| CHALLENGE |
Count the lines in the records below that contain the string "filling", treating uppercase and lowercase as different, and give only that number.

+ + + + +

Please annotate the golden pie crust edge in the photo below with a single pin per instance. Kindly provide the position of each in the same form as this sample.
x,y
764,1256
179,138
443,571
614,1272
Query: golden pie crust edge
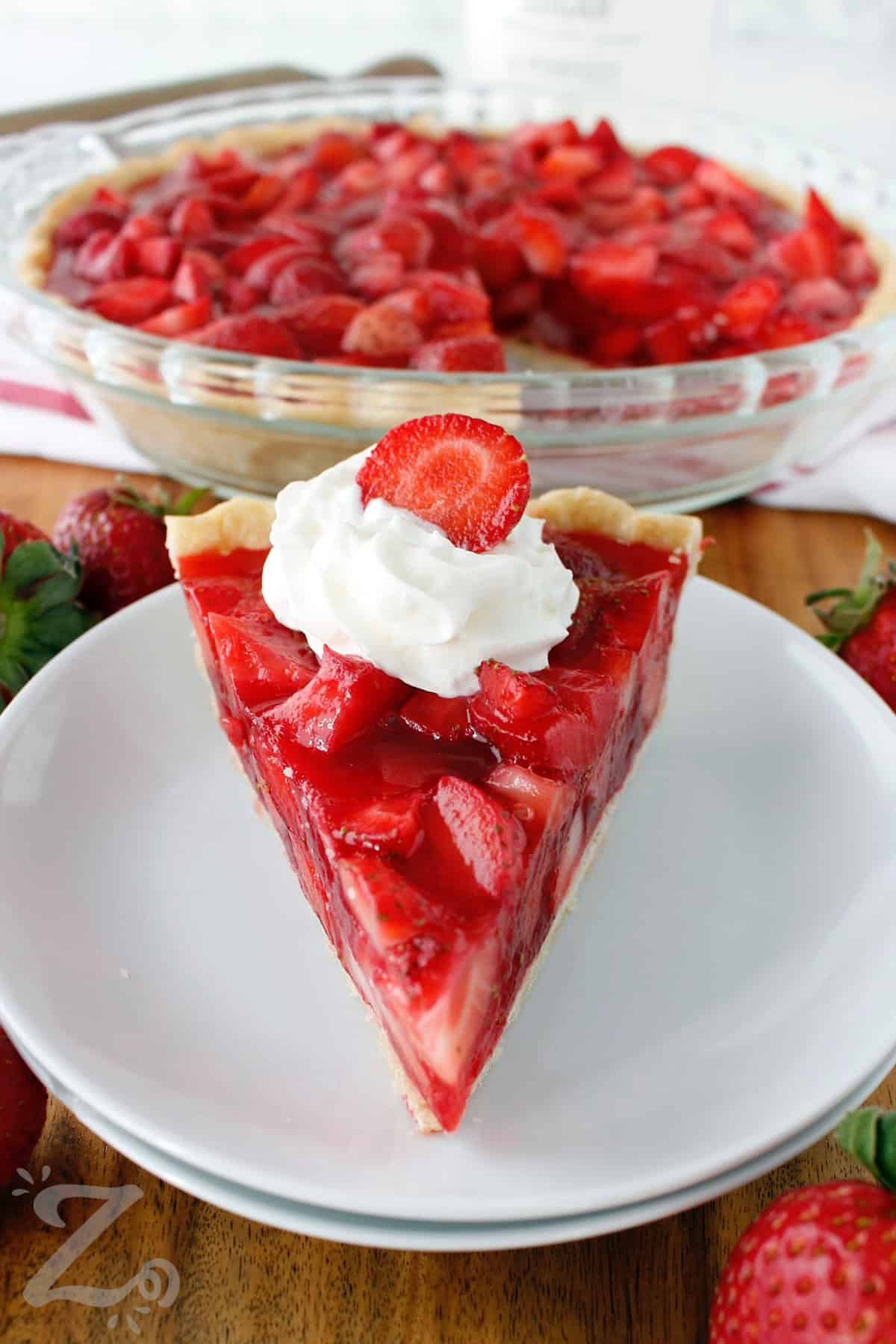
x,y
245,523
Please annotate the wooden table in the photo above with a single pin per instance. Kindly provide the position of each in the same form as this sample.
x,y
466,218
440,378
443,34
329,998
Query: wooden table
x,y
253,1285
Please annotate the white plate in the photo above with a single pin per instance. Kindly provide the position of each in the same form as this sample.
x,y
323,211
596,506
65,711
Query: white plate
x,y
417,1236
727,977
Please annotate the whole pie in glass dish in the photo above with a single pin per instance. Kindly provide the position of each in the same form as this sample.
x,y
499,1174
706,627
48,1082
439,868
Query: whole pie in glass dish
x,y
438,690
411,246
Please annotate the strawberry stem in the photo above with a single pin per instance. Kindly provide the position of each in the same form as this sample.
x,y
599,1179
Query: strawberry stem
x,y
869,1135
850,609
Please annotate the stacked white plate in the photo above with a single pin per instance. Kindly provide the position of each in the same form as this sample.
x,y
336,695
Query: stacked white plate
x,y
723,994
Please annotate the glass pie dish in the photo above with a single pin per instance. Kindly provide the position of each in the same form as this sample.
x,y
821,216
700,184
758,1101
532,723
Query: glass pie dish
x,y
682,436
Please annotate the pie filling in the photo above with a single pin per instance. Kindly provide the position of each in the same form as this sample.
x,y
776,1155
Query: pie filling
x,y
394,249
437,839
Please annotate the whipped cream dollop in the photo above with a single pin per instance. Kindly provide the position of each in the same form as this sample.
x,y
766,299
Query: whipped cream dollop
x,y
383,585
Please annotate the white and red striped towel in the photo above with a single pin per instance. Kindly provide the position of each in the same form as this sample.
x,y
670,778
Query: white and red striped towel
x,y
40,416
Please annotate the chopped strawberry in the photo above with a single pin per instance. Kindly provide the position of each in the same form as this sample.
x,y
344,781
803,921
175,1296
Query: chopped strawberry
x,y
729,228
453,300
264,662
193,218
237,297
818,215
388,826
803,255
822,300
615,346
320,322
301,277
80,226
264,270
462,355
131,302
855,265
140,228
539,234
723,183
444,718
539,803
465,476
517,302
379,276
406,235
332,151
615,181
748,304
499,260
107,255
159,255
573,161
382,329
671,164
602,268
388,906
264,194
476,836
250,335
346,698
179,320
240,258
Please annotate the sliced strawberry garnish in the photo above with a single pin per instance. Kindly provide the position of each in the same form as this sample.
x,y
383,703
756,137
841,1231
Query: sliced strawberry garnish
x,y
348,697
748,304
131,302
250,335
390,826
444,718
467,477
476,838
461,355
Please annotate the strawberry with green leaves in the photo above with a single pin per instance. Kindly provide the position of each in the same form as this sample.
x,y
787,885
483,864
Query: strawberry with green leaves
x,y
40,609
820,1263
862,621
120,539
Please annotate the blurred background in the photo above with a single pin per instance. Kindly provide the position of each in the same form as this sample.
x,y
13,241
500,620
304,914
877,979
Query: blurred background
x,y
825,67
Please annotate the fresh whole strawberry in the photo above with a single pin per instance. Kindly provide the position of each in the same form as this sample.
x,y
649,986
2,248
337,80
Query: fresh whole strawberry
x,y
40,603
862,623
120,541
820,1263
23,1110
467,477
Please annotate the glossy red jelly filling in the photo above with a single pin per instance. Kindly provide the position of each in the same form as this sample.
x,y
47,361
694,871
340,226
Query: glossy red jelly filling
x,y
391,249
437,838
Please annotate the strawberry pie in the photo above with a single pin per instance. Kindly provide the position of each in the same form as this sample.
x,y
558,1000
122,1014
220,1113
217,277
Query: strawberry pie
x,y
438,688
405,248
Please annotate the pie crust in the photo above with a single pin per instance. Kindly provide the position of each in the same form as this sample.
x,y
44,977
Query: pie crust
x,y
245,523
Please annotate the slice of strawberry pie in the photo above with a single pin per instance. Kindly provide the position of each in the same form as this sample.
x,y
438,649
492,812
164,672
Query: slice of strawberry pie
x,y
438,690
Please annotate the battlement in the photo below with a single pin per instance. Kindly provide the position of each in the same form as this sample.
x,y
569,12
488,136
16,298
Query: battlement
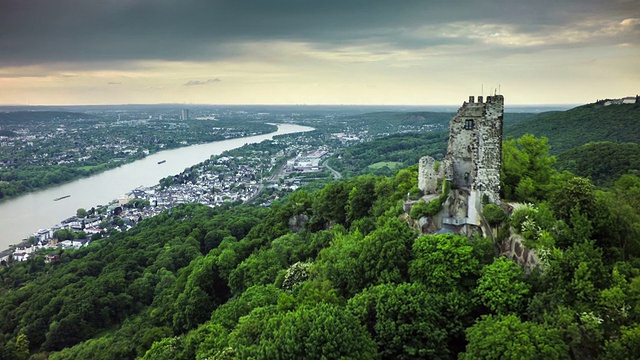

+ + + + +

| OUTPUT OF THE TASK |
4